━━ Records provided ━━

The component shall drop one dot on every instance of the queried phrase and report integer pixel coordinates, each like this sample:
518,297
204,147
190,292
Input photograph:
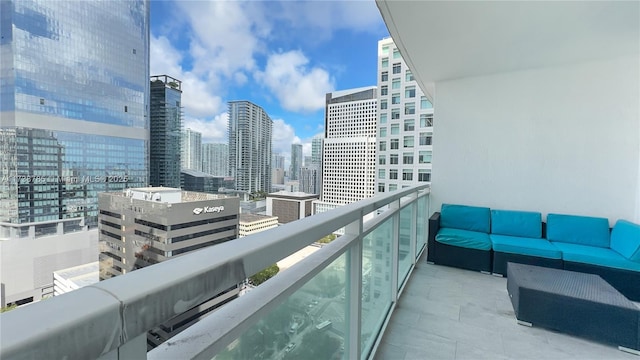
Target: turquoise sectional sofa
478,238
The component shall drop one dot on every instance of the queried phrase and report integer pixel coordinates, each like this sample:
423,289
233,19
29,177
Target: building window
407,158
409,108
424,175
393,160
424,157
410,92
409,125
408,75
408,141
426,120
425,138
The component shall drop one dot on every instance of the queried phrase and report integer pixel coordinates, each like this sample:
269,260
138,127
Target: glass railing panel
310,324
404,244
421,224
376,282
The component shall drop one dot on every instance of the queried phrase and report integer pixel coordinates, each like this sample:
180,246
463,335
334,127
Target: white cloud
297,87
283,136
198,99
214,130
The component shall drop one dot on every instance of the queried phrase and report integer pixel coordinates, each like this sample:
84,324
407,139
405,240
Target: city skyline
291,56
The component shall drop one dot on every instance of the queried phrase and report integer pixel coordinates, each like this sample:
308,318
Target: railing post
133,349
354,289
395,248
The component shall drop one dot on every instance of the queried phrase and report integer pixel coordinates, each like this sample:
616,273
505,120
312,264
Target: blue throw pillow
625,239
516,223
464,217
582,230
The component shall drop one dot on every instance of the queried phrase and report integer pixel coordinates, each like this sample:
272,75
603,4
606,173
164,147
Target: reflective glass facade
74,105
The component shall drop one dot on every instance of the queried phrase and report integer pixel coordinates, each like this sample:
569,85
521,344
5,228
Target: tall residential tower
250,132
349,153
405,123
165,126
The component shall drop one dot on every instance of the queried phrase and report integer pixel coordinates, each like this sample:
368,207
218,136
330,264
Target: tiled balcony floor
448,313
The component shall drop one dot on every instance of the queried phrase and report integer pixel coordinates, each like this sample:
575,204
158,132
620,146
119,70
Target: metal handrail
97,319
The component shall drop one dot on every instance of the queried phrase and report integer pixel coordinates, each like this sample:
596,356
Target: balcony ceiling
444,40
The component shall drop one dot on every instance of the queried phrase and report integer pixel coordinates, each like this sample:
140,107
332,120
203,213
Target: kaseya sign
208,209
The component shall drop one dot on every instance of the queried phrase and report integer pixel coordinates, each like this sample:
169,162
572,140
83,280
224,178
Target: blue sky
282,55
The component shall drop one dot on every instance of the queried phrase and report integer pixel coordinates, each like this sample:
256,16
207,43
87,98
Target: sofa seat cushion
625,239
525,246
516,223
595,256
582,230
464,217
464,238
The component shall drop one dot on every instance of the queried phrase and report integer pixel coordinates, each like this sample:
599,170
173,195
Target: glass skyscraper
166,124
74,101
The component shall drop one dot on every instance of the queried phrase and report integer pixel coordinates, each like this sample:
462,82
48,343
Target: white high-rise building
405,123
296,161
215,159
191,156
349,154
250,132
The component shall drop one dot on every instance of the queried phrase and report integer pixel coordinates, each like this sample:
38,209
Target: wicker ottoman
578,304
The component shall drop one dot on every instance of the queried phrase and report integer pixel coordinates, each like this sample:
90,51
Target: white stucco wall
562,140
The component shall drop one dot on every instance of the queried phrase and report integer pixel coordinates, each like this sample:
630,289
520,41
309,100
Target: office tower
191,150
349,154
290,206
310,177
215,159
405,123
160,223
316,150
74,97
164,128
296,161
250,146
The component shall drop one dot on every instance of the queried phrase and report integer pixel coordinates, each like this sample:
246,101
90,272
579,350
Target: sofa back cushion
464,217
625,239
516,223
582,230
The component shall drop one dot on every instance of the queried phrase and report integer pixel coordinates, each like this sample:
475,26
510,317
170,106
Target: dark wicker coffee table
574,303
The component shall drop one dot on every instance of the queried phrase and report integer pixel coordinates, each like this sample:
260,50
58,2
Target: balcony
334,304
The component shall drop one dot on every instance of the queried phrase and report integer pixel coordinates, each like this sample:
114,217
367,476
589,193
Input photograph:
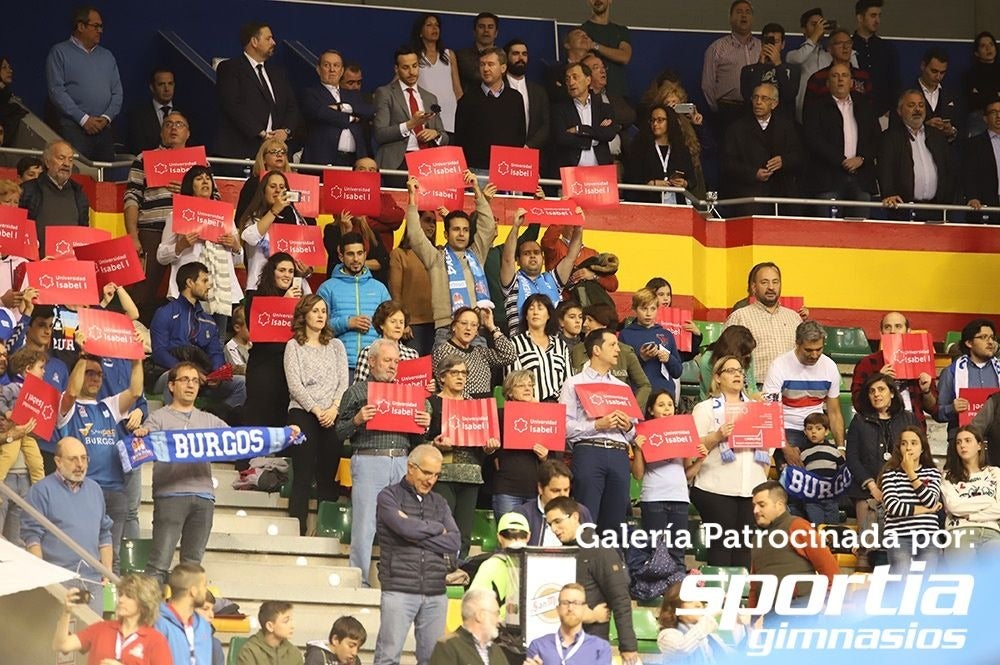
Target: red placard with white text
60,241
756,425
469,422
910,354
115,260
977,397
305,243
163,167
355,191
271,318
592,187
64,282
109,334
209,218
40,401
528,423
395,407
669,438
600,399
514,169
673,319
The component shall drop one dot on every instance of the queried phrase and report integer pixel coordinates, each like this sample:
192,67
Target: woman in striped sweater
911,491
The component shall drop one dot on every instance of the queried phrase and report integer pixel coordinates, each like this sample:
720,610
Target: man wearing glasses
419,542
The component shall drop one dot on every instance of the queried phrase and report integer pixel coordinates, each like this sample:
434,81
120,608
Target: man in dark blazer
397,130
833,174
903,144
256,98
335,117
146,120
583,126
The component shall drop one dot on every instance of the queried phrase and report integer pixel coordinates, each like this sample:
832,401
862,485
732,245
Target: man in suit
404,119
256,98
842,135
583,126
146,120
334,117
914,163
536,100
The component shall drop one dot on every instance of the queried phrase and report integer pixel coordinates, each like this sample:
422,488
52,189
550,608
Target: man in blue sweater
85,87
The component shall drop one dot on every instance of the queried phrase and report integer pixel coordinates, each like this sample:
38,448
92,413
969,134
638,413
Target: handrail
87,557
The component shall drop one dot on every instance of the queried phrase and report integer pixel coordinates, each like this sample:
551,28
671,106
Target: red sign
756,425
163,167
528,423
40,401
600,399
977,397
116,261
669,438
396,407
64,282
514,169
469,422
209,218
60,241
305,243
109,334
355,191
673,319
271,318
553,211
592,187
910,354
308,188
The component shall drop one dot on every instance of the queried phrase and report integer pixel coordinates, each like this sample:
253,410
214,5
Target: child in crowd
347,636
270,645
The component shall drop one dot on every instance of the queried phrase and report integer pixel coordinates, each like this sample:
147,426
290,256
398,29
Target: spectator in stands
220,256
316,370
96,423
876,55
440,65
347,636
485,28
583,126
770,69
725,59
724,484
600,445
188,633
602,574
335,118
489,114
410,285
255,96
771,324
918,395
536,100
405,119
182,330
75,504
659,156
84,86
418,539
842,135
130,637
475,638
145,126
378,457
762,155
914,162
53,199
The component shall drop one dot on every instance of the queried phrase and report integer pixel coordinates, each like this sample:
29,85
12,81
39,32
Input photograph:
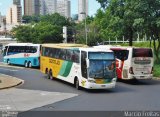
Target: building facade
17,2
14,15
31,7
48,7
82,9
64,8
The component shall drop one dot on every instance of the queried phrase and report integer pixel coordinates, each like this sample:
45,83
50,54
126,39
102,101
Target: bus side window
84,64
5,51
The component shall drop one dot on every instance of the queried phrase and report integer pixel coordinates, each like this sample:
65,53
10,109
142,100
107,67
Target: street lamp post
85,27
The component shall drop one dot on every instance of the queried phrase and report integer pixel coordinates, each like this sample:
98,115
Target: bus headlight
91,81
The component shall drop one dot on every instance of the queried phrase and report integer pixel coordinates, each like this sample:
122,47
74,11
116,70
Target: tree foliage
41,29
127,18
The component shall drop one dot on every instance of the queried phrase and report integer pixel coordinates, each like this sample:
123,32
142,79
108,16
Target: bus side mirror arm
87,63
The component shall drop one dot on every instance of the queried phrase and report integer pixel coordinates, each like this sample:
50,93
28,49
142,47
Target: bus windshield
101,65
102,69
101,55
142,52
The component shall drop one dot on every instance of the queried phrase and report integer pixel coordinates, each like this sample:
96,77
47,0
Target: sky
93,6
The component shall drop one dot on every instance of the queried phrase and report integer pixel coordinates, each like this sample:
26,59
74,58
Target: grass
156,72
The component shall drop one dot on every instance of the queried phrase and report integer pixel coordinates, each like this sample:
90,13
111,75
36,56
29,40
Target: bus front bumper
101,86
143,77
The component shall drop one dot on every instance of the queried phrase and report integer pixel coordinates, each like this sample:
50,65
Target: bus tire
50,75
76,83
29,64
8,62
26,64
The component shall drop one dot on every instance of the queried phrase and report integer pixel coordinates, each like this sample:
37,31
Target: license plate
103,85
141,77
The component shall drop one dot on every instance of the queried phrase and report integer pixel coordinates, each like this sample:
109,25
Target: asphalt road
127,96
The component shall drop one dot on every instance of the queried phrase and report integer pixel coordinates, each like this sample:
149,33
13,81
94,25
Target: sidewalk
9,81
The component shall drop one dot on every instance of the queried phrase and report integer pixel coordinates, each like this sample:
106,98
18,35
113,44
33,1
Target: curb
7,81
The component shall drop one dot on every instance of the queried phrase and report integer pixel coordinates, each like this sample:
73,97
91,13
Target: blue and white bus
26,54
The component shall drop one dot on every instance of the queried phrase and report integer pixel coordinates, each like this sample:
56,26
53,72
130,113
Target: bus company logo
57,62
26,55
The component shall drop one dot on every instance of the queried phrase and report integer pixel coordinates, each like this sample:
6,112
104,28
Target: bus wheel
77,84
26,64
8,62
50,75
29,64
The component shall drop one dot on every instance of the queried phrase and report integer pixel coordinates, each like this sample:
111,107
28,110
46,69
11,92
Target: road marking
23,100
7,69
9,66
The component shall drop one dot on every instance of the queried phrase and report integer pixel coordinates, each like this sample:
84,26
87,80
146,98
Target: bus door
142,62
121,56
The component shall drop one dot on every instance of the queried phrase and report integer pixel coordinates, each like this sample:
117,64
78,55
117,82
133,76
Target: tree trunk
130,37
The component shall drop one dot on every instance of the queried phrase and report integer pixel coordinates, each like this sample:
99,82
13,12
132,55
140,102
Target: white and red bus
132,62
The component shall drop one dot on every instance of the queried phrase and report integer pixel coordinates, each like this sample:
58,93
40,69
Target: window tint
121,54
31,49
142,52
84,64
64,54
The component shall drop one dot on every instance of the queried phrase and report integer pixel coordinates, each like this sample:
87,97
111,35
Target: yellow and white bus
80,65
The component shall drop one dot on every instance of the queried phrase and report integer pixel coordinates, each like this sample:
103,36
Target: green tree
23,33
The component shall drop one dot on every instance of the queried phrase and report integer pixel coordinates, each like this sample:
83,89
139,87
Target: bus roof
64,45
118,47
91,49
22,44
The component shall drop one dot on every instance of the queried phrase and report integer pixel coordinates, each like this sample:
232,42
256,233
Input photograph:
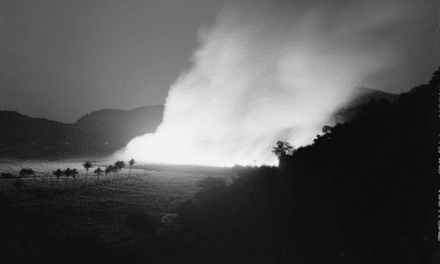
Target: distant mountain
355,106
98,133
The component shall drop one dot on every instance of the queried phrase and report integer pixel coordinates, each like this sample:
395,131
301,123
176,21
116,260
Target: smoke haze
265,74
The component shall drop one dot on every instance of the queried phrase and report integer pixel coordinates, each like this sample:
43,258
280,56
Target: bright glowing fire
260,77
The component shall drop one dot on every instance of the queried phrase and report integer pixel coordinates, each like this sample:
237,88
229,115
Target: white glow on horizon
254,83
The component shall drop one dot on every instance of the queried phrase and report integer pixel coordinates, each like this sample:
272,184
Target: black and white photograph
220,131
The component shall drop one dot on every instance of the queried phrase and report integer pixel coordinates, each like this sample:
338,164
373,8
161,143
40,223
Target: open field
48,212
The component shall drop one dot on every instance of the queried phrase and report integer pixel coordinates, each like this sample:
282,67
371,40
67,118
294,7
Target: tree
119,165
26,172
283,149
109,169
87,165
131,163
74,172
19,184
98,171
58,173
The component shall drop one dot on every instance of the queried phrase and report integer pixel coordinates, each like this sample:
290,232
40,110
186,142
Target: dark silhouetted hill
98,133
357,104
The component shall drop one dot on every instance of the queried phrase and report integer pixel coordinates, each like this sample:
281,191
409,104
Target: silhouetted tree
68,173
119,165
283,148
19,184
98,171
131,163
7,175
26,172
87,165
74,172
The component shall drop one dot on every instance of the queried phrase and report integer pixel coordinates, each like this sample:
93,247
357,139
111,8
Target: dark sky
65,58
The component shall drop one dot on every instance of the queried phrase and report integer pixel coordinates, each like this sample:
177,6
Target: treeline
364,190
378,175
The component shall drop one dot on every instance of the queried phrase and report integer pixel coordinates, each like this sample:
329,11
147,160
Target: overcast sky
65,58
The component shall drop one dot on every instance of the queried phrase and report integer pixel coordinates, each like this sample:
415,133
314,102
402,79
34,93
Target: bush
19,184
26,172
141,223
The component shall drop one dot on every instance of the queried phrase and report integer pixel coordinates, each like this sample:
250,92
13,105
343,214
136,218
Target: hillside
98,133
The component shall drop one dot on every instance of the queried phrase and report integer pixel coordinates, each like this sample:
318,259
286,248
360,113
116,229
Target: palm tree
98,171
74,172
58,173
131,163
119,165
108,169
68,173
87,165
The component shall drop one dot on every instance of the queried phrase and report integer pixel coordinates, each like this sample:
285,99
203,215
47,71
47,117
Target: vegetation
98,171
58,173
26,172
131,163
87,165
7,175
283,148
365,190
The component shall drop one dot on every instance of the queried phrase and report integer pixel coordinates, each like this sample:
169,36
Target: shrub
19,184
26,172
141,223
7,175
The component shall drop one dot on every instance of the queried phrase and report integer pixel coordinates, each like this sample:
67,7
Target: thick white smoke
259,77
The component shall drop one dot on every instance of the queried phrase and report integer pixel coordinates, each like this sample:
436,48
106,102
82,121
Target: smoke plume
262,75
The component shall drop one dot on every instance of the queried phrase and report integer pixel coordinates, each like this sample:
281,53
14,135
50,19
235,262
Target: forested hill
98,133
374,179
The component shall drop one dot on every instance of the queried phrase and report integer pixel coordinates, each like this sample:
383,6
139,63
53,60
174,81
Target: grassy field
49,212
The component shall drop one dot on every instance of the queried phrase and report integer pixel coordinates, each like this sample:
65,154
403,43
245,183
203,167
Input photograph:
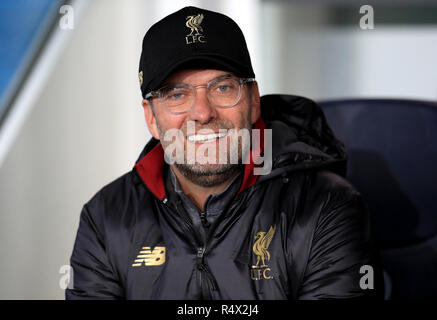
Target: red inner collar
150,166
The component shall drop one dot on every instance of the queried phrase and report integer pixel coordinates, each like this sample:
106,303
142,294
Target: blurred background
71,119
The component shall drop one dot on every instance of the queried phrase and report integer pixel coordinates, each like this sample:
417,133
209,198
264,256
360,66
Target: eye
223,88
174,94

━━━

#### [Task goal]
Pull out every line of the records above that contains the word "dark".

#### [Solution to the problem]
Target: dark wicker coffee table
Target: man in dark blazer
Target: dark silhouetted hill
Target: dark sky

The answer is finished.